--- start of TEXT SHOWN ---

Fix performance issues likely caused by unnecessary renders #50

taneliang · 2020-07-07T07:41:12Z

Steps

Get hold of a larger profile dataset (kind of done, I've generated a pretty large profile by clicking around the concurrent demo app. We'd ideally want to get hold of a profile from production though)
Figure out what the slowest points are
Design and implement a fix
... Further scope this task

Main user actions that cause renders

Cursor traversal over empty (i.e. no React data or flamegraph node) area
- Investigate this; are we repainting the entire canvas?
Cursor hover over React data or flamegraph node
- Currently, we're repainting the entire canvas, when the only thing that changes is the highlighted data/node.
- Potential optimizations
  - Use a second canvas, layered on top of the existing one, that only displays hovered data/nodes. Recommended by https://developer.mozilla.org/en-US/docs/Web/API/Canvas_API/Tutorial/Optimizing_canvas#Use_multiple_layered_canvases_for_complex_scenes. We need to see if there'll be any syncing issues if the canvas is scrolled when an item is hovered over.
  - Implement a rudimentary layout system that allows us to determine an area of the canvas to redraw, instead of redrawing the entire canvas. This will likely not be enough for larger profiles as the cost of rendering an entire section is pretty high. However, this will allow us to formalize and expand the scope of the rudimentary section stacking that we have now.
Scrolling/zooming/resizing/reloading.
- A rerender of the entire canvas is necessary, unless there's a way to translate the canvas buffer.
- Slow renders will mean jittery scrolling.
- Potential optimizations:
  - Unclear, but all will likely be in the individual render functions. We should look into how Chrome's performance tab is so smooth. (Update: Chrome isn't very smooth when there are many flamegraph events either) I don't think offscreen canvas will help here as almost all the computation is related to rendering the canvas.
  - Don't render React events when they're not visible.
  - Wild idea: investigate using WebGL instead of 2D canvas.

Summary of options

UIViews

Update: Implemented in #80.

Implement rudimentary layout system similar to iOS's UIViews/CALayers. This is intended to allow us to determine an area of the canvas to redraw, instead of redrawing the entire canvas.

Requirements:

Basics:
- Support bounding boxes: to prevent redrawing of the entire canvas.
- Only vertical stacked layouts required.
- Manual size overrides: to support section resizing (Add vertical resizer between canvas #19)
- Visibility detection: to provide a reusable way to avoid drawing of an invisible view.
- Hit testing and event handling: so that we can get the hovered event without recomputing the canvas's layout, which the existing getHoveredEvent current does.
- Subviews: to represent the logical sections. This will also let us support manual size overrides more smoothly.

--- end of TEXT SHOWN ---
--- start of GIVEN INFORMATION ---

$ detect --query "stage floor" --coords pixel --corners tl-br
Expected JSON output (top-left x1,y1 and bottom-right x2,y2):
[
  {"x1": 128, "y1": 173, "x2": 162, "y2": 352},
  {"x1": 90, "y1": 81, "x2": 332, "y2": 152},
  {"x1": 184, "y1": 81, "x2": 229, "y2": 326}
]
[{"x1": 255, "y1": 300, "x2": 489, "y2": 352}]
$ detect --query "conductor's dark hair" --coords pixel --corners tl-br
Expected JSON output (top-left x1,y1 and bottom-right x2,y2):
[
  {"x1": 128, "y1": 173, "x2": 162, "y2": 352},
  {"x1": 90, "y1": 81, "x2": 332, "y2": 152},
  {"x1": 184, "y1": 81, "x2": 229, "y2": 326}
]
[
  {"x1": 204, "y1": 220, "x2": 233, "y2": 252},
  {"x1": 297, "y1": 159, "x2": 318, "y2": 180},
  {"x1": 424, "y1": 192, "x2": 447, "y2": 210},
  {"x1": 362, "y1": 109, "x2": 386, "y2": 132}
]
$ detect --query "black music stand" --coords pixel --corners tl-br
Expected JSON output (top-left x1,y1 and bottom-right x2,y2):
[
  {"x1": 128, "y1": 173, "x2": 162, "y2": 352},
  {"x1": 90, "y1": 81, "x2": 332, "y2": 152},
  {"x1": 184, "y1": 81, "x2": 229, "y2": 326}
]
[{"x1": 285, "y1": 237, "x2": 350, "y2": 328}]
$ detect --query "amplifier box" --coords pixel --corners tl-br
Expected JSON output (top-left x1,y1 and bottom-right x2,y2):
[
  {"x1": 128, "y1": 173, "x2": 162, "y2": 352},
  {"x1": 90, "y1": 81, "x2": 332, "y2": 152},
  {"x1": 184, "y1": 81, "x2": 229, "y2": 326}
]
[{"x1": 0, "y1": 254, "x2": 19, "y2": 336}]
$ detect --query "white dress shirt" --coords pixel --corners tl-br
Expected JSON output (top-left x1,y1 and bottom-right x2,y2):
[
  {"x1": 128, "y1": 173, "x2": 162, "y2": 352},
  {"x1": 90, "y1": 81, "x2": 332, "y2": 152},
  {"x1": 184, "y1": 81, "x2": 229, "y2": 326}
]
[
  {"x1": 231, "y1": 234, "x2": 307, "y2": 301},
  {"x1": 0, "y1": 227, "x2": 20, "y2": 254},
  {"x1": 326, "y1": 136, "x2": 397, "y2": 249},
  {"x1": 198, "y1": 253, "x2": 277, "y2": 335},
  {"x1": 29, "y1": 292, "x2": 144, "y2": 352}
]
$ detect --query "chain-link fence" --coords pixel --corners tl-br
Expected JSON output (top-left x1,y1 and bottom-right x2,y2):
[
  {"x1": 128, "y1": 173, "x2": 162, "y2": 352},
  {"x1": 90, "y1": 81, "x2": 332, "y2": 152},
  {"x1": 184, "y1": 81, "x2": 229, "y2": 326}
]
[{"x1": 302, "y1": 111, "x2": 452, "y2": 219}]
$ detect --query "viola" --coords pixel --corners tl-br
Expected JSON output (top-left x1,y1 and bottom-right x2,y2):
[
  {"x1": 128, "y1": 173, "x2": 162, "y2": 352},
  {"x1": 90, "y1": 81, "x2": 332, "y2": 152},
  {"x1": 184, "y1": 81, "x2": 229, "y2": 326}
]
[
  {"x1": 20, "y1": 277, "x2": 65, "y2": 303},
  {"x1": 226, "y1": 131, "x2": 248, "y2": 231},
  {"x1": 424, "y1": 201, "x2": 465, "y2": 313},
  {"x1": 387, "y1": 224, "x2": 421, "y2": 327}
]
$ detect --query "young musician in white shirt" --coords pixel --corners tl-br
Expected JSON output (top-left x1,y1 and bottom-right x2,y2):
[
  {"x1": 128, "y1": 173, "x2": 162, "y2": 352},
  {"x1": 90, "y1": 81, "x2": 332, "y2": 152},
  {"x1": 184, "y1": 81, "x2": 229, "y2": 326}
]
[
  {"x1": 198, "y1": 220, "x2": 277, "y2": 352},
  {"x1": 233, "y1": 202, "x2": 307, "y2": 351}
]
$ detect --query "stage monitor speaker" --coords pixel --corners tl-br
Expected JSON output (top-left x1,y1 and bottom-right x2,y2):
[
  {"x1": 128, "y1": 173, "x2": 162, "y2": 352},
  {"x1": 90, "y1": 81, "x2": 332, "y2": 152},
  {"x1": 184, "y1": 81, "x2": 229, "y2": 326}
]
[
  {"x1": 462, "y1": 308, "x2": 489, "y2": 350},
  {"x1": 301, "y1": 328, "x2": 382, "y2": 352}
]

--- end of GIVEN INFORMATION ---

REQUIRED WORK:
• a. Update the performance issue so that "repainting" becomes "redrawing", covering everything from "Main user actions" down to "is hovered over.".
• b. According to the performance issue, what will slow renders lead to during scrolling?

SOLUTIONS TO THE TASKS:
• a.
Main user actions that cause renders

Cursor traversal over empty (i.e. no React data or flamegraph node) area
- Investigate this; are we redrawing the entire canvas?
Cursor hover over React data or flamegraph node
- Currently, we're redrawing the entire canvas, when the only thing that changes is the highlighted data/node.
- Potential optimizations
  - Use a second canvas, layered on top of the existing one, that only displays hovered data/nodes. Recommended by https://developer.mozilla.org/en-US/docs/Web/API/Canvas_API/Tutorial/Optimizing_canvas#Use_multiple_layered_canvases_for_complex_scenes. We need to see if there'll be any syncing issues if the canvas is scrolled when an item is hovered over.

• b. Jittery scrolling.